(Source data)

####

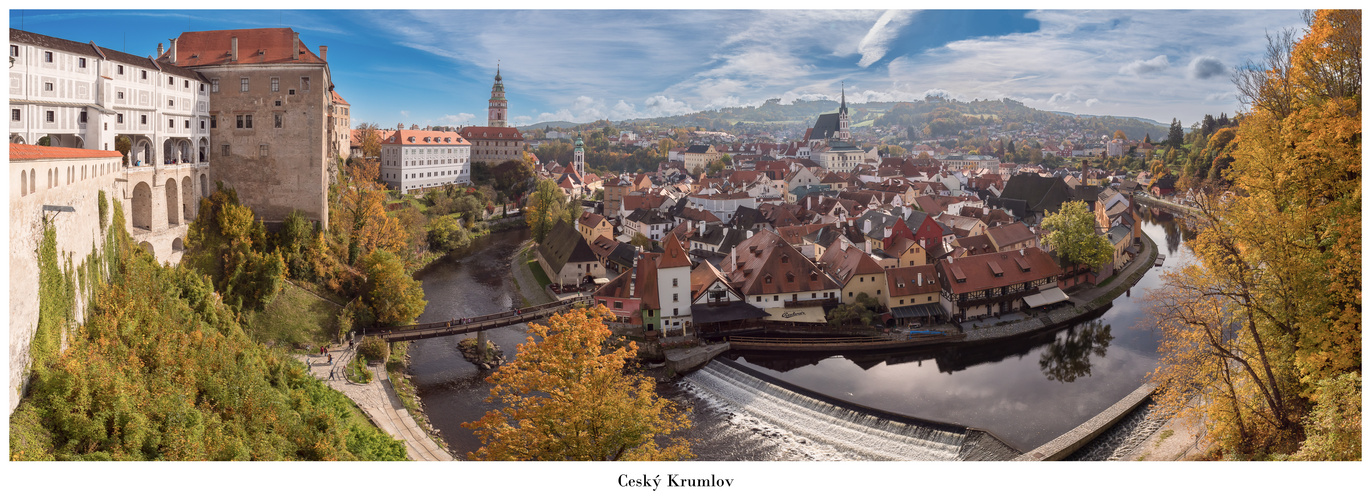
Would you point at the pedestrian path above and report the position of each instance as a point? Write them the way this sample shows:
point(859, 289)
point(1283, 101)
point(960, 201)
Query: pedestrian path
point(377, 399)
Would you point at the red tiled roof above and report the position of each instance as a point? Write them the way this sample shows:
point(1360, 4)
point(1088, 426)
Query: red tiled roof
point(418, 137)
point(911, 277)
point(488, 133)
point(978, 274)
point(255, 47)
point(45, 152)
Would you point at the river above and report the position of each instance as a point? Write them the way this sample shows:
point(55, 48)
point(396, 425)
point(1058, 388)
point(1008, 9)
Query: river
point(1024, 391)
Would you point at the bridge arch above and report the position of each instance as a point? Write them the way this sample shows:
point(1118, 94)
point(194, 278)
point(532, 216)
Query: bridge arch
point(143, 206)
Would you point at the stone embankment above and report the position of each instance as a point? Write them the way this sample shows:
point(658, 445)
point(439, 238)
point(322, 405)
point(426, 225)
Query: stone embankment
point(1083, 302)
point(377, 400)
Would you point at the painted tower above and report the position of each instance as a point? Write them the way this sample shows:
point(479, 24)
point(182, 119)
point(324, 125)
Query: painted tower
point(579, 158)
point(499, 107)
point(842, 118)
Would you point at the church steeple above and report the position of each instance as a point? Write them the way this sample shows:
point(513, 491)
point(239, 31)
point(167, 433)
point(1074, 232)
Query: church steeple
point(499, 107)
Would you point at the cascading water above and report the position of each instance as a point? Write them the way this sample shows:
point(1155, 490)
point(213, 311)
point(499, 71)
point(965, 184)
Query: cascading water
point(845, 433)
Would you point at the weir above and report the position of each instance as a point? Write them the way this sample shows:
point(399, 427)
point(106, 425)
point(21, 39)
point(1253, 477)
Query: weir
point(858, 432)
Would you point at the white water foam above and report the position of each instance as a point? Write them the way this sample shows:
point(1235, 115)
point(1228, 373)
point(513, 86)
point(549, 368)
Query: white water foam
point(813, 428)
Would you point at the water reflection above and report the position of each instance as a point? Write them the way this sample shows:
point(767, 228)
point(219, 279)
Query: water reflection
point(1068, 355)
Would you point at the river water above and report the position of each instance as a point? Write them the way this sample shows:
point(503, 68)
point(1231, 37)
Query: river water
point(1024, 391)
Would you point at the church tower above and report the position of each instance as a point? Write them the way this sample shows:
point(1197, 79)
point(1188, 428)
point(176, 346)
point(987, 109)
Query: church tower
point(499, 107)
point(842, 119)
point(579, 158)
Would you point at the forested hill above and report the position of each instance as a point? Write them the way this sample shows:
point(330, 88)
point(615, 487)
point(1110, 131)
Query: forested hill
point(932, 117)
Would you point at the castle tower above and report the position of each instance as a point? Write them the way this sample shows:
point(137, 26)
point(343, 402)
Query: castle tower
point(579, 158)
point(499, 107)
point(842, 118)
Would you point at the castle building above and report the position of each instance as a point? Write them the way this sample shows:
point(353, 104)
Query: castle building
point(495, 143)
point(82, 96)
point(270, 130)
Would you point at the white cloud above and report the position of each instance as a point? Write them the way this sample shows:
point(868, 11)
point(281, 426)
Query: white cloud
point(1205, 67)
point(872, 47)
point(1141, 67)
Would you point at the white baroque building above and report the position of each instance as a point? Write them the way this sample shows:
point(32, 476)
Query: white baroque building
point(88, 97)
point(421, 159)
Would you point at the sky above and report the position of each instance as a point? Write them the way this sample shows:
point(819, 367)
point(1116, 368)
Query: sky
point(436, 66)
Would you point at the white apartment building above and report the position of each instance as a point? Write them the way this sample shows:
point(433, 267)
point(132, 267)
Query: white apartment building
point(85, 96)
point(420, 159)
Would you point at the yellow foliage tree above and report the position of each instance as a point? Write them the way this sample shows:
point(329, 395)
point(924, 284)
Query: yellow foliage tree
point(1274, 310)
point(568, 397)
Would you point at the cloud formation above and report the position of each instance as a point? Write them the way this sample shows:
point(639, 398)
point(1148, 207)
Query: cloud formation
point(872, 47)
point(1141, 67)
point(1205, 67)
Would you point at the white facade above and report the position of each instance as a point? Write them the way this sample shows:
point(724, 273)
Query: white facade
point(416, 159)
point(82, 96)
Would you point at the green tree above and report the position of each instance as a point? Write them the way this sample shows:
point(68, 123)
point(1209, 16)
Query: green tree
point(392, 295)
point(568, 396)
point(1071, 232)
point(546, 206)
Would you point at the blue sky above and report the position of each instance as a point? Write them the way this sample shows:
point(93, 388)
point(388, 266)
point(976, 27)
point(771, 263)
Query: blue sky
point(435, 67)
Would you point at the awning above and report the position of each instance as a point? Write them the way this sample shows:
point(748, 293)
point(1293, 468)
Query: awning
point(719, 314)
point(797, 314)
point(1049, 296)
point(917, 311)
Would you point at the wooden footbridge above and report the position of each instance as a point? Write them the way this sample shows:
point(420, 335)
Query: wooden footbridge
point(476, 323)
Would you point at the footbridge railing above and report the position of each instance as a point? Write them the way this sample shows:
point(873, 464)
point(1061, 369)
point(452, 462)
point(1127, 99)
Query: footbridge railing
point(476, 323)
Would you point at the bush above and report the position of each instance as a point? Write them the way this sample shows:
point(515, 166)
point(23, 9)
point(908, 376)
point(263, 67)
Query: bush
point(373, 348)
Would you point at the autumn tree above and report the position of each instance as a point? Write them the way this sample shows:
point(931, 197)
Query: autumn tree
point(1071, 232)
point(1279, 260)
point(568, 396)
point(392, 295)
point(546, 206)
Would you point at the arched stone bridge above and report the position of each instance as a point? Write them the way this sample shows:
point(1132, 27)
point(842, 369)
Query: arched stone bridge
point(476, 323)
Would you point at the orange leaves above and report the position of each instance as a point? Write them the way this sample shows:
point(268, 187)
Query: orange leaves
point(568, 397)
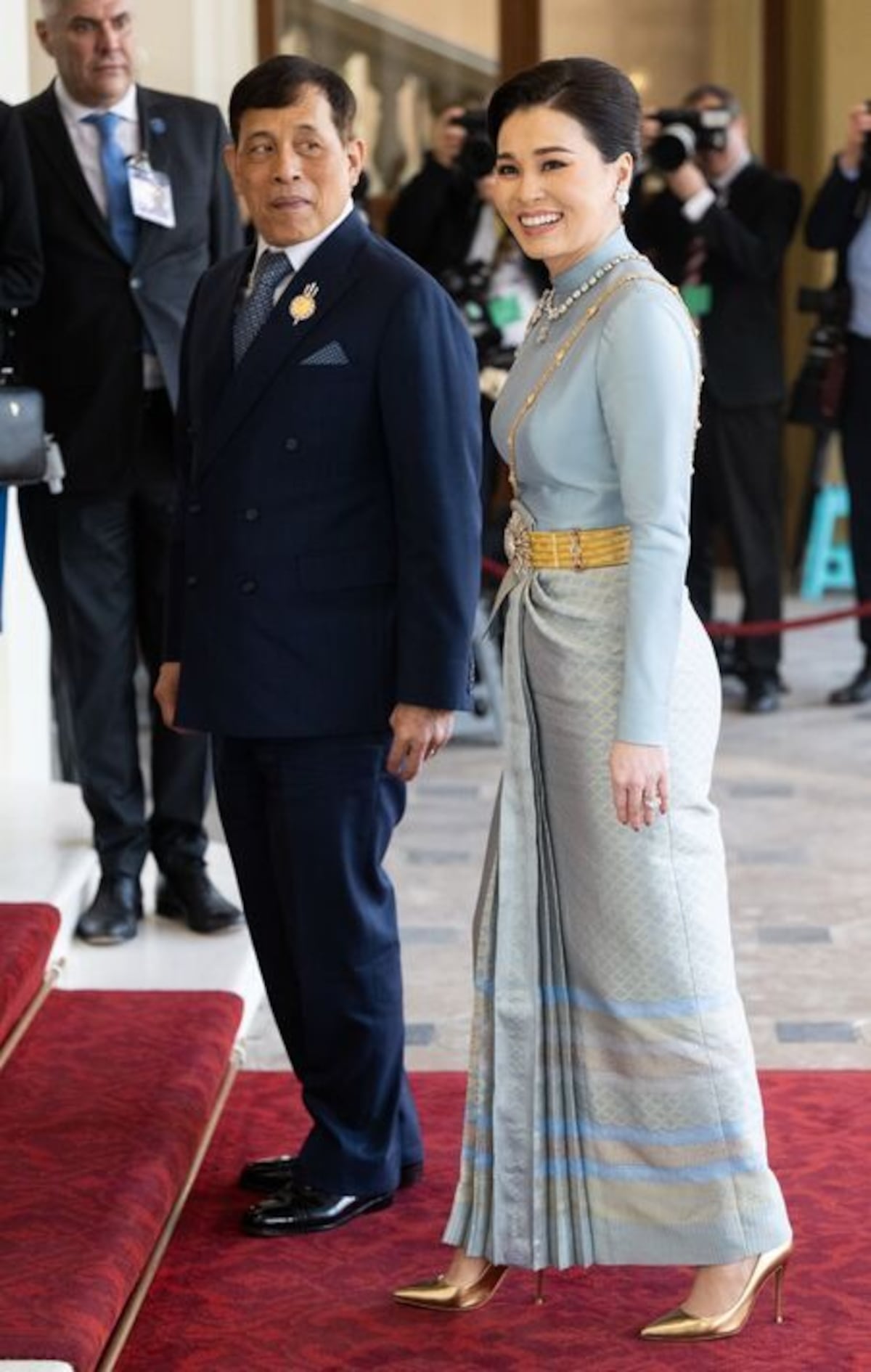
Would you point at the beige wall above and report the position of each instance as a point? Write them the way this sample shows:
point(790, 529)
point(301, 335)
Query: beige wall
point(829, 69)
point(470, 24)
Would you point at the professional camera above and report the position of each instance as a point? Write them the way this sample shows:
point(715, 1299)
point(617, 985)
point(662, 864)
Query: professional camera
point(478, 155)
point(819, 387)
point(684, 134)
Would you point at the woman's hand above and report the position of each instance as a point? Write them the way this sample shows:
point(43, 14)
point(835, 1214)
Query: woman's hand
point(638, 784)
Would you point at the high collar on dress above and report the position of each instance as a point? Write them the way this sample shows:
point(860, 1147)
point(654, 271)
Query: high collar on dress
point(613, 246)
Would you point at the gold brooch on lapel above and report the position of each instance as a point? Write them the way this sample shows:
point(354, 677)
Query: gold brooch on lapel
point(302, 306)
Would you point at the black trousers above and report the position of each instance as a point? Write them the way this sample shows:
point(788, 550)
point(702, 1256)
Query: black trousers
point(102, 565)
point(737, 486)
point(308, 822)
point(856, 448)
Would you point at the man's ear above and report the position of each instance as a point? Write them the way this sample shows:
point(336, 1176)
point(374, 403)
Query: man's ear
point(356, 150)
point(44, 36)
point(229, 162)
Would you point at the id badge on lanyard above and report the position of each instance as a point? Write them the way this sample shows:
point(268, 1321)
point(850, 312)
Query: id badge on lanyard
point(151, 192)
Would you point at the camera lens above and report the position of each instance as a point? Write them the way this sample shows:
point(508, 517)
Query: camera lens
point(674, 146)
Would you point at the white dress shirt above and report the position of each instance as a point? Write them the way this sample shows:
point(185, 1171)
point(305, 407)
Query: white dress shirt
point(86, 137)
point(298, 254)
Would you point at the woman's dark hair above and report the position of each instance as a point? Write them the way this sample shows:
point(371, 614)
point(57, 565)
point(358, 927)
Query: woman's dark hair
point(279, 81)
point(597, 95)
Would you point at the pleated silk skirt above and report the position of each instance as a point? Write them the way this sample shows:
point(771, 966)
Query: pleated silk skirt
point(613, 1113)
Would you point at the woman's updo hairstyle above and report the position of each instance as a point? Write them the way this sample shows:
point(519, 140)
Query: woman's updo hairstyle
point(598, 97)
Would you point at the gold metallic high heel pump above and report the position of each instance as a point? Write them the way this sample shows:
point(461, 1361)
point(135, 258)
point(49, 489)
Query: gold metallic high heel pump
point(681, 1324)
point(446, 1296)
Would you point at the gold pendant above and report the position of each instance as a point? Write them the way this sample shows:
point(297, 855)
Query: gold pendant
point(302, 306)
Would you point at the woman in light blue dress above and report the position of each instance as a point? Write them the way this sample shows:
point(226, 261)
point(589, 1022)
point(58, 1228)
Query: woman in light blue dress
point(613, 1113)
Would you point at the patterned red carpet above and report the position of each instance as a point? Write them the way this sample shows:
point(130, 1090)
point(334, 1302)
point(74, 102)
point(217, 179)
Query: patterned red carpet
point(26, 935)
point(224, 1302)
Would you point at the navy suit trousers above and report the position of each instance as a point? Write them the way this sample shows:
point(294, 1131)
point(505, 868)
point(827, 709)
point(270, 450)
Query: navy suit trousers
point(308, 822)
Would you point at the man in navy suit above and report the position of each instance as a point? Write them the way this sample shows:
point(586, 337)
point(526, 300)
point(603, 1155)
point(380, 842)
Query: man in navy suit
point(322, 610)
point(103, 348)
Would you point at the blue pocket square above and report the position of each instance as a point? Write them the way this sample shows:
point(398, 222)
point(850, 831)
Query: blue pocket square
point(332, 354)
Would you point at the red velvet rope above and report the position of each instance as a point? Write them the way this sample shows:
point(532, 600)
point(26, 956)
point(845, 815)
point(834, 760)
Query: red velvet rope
point(721, 629)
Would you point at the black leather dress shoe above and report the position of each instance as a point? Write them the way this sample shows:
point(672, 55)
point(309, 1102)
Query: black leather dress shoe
point(271, 1175)
point(112, 915)
point(856, 692)
point(763, 695)
point(187, 894)
point(305, 1210)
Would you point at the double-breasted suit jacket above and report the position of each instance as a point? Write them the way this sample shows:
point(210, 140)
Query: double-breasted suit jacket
point(327, 563)
point(83, 345)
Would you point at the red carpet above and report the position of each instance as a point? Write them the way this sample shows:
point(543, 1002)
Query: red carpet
point(26, 936)
point(102, 1109)
point(224, 1302)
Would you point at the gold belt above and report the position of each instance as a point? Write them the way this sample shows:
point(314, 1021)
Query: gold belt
point(565, 549)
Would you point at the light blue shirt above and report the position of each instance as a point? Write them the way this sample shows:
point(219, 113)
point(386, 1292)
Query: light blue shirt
point(610, 441)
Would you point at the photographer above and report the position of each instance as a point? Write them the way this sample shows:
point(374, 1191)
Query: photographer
point(718, 224)
point(840, 219)
point(443, 219)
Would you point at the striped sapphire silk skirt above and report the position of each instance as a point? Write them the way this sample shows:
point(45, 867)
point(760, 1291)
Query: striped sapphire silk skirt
point(613, 1113)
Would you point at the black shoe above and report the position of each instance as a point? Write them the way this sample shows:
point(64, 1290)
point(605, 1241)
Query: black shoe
point(763, 695)
point(271, 1175)
point(187, 894)
point(112, 915)
point(856, 692)
point(305, 1210)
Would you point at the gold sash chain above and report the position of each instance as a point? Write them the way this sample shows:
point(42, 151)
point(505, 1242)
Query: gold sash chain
point(556, 362)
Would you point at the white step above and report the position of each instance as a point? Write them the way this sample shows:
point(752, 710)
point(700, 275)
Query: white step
point(46, 855)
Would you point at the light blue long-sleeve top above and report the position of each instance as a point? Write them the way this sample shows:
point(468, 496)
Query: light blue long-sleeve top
point(610, 442)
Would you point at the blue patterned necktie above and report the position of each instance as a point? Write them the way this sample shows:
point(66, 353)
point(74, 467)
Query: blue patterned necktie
point(251, 316)
point(114, 163)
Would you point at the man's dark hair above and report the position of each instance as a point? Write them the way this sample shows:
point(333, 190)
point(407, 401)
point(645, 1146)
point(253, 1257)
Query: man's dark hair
point(598, 97)
point(279, 81)
point(709, 89)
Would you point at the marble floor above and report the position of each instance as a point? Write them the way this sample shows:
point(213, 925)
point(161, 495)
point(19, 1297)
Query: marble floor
point(795, 793)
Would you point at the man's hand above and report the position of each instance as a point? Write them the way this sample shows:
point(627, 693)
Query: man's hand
point(448, 137)
point(858, 124)
point(166, 693)
point(419, 735)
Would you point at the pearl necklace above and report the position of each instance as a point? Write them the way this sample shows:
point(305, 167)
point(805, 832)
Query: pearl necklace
point(549, 311)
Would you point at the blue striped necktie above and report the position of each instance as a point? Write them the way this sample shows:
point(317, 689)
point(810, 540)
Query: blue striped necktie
point(253, 313)
point(114, 163)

####

Format the items from the line with "Would you point at the black trousers" up to and including the line with "point(298, 254)" as a Markdown table with the columns No. and Line. Put each line in its own numbered row and leave out blank lines.

* _ANSWER IN FULL_:
| No. | Line |
|---|---|
| 1 | Would you point at the black trousers above and report the position of each instance as a point? Write them the way this sample shows: |
| 2 | point(788, 550) |
| 3 | point(702, 1256) |
| 4 | Query: black trousers |
| 5 | point(102, 565) |
| 6 | point(737, 486) |
| 7 | point(308, 822) |
| 8 | point(856, 448) |
| 9 | Would you point at the man's ear above and report the position of each instance as a point? Write them the way this sample shows: |
| 10 | point(336, 1176) |
| 11 | point(374, 403) |
| 12 | Query: man's ear |
| 13 | point(356, 150) |
| 14 | point(44, 36) |
| 15 | point(229, 162) |
| 16 | Would you point at the id badge on lanyard above and report the position of each instance as a point? Write them the way this sample shows: |
| 17 | point(268, 1321) |
| 18 | point(850, 312) |
| 19 | Query: id badge on lanyard |
| 20 | point(151, 192) |
| 21 | Would you point at the camera lens above and report the position of each instance as a point? Write them the way this sample shows: |
| 22 | point(508, 517) |
| 23 | Query: camera lens |
| 24 | point(674, 146) |
| 25 | Would you point at the white dress shirt above and report the position of each instance as a point? Write them the way this sample shows: |
| 26 | point(185, 1171) |
| 27 | point(305, 407) |
| 28 | Query: white dress shirt |
| 29 | point(86, 137) |
| 30 | point(298, 254) |